## EXERCISE REQUIREMENTS
From the records below, output exactly the lines running from the line containing "box: [299, 550, 468, 621]" through the line containing "579L334 611L362 621L439", and no others.

## EXERCISE DATA
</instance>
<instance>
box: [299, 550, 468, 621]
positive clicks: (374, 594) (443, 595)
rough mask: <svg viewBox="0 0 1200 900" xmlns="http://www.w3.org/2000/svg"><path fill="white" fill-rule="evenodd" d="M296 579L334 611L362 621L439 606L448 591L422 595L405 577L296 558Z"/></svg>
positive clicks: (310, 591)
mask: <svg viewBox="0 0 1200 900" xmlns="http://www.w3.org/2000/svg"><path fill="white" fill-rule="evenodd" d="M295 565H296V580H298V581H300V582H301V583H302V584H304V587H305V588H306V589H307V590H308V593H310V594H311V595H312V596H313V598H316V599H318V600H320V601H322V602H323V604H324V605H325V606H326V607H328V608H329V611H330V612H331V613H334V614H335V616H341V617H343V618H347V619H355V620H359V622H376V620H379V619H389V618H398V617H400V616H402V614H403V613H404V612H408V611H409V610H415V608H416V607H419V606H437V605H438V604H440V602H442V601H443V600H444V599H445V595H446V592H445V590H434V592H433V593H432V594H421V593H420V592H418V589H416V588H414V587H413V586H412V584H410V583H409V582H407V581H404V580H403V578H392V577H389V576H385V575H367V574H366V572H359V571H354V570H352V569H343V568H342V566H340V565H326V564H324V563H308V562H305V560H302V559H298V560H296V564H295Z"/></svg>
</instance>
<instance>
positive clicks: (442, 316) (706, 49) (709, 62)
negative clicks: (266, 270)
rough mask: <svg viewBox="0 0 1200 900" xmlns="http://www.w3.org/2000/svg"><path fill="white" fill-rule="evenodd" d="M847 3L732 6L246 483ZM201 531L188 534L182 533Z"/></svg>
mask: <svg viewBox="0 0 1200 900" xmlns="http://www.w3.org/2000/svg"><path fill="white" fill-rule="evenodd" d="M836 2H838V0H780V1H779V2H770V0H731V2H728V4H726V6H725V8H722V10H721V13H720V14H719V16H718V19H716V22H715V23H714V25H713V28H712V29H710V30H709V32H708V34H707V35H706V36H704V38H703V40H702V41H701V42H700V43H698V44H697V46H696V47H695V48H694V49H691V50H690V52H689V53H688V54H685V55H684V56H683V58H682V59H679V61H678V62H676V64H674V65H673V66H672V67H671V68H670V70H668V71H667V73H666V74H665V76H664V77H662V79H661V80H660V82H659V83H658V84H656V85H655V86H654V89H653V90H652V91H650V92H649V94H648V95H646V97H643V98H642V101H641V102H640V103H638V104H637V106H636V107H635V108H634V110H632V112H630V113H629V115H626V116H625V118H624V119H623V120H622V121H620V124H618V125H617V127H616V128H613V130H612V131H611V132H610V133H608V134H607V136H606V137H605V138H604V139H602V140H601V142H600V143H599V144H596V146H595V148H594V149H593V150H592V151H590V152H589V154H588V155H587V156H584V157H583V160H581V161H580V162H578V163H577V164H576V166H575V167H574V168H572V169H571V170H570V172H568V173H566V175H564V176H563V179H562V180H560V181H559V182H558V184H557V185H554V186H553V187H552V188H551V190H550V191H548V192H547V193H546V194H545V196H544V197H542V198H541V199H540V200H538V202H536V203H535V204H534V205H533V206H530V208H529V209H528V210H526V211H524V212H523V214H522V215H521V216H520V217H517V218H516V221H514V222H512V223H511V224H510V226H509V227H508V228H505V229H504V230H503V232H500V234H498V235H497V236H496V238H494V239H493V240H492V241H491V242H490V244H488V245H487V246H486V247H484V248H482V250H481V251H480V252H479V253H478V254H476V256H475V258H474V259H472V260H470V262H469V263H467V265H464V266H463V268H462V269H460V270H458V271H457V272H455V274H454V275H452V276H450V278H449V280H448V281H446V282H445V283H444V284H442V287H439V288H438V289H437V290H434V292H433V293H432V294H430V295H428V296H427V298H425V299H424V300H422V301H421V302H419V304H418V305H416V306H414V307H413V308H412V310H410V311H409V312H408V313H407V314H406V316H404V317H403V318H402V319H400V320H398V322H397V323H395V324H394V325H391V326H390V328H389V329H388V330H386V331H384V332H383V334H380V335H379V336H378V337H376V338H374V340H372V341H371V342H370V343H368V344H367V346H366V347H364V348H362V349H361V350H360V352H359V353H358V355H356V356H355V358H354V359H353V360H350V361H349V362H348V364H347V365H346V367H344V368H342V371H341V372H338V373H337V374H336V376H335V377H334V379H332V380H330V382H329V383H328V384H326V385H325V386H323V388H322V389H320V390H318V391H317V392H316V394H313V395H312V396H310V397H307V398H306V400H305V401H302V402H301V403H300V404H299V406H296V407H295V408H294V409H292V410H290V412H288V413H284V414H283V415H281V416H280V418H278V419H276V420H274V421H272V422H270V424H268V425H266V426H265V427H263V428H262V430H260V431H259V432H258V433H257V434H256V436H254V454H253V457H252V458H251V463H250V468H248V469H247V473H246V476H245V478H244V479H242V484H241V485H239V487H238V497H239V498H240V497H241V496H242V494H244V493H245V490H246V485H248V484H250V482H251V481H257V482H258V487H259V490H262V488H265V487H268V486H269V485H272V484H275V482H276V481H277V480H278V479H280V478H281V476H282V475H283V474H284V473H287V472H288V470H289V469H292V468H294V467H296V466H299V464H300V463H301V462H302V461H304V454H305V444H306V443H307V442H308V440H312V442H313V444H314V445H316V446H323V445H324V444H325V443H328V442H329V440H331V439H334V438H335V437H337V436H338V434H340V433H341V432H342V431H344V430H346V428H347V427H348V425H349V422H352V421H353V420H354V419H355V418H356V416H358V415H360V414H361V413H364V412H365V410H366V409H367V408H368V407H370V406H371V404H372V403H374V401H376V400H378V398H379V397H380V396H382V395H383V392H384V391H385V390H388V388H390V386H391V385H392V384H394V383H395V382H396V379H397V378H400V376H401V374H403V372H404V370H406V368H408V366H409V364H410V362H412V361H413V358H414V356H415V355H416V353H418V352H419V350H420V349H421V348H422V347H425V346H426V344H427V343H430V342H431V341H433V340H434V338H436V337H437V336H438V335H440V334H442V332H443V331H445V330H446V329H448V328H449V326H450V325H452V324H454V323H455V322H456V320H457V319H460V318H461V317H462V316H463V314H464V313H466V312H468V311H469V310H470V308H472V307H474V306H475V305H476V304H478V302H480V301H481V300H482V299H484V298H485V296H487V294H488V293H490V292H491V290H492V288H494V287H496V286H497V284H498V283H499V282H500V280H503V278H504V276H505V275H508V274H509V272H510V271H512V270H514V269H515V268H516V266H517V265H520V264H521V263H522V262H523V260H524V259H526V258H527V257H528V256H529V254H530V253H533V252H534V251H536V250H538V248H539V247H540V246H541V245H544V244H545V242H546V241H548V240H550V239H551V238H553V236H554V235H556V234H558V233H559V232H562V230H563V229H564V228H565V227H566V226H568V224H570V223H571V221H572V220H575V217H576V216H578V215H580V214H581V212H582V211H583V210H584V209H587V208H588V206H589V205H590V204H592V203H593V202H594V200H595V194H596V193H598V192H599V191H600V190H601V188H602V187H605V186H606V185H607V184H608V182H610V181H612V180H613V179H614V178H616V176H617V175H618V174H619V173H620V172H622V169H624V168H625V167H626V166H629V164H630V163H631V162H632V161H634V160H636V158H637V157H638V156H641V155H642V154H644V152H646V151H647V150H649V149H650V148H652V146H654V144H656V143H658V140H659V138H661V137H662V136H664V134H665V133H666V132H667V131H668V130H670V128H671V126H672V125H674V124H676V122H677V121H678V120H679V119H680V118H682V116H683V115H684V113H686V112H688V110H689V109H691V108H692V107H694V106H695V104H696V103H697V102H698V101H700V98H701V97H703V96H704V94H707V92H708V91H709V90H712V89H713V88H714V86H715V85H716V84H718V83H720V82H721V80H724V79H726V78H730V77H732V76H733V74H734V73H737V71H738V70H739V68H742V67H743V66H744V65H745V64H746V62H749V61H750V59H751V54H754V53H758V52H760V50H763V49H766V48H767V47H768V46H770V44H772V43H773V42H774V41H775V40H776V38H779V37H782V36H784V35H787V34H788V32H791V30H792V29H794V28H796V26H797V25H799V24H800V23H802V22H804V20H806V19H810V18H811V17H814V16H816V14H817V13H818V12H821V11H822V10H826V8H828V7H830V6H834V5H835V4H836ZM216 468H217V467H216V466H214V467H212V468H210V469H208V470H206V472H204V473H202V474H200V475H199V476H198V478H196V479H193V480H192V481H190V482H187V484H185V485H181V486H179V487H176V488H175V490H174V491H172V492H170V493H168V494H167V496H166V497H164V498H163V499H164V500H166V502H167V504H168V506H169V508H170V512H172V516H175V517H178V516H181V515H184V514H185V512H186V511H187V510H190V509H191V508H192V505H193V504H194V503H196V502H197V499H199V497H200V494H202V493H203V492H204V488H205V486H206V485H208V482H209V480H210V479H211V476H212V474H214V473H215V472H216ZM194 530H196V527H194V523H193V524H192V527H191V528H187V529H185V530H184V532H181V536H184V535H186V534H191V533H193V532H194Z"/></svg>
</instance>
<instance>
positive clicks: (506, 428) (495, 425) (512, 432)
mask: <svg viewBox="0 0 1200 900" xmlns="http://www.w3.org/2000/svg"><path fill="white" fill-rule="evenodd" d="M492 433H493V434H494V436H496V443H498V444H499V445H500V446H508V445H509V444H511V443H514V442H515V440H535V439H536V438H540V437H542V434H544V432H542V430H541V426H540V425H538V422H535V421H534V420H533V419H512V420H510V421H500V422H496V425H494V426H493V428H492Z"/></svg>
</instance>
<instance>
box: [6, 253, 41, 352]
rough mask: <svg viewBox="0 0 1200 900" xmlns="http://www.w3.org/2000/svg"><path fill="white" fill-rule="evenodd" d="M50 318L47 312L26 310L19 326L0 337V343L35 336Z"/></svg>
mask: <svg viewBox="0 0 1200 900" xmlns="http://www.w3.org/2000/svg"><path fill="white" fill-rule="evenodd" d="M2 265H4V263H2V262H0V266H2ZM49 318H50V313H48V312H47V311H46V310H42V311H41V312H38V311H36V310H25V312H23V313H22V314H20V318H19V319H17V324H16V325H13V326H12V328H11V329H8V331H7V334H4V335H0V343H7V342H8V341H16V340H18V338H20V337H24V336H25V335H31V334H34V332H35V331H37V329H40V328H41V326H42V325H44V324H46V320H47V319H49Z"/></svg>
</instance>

## WRITTEN SOLUTION
box: [299, 550, 468, 621]
positive clicks: (374, 594) (443, 595)
rough mask: <svg viewBox="0 0 1200 900" xmlns="http://www.w3.org/2000/svg"><path fill="white" fill-rule="evenodd" d="M296 579L334 611L362 621L439 606L448 591L422 595L405 577L296 558Z"/></svg>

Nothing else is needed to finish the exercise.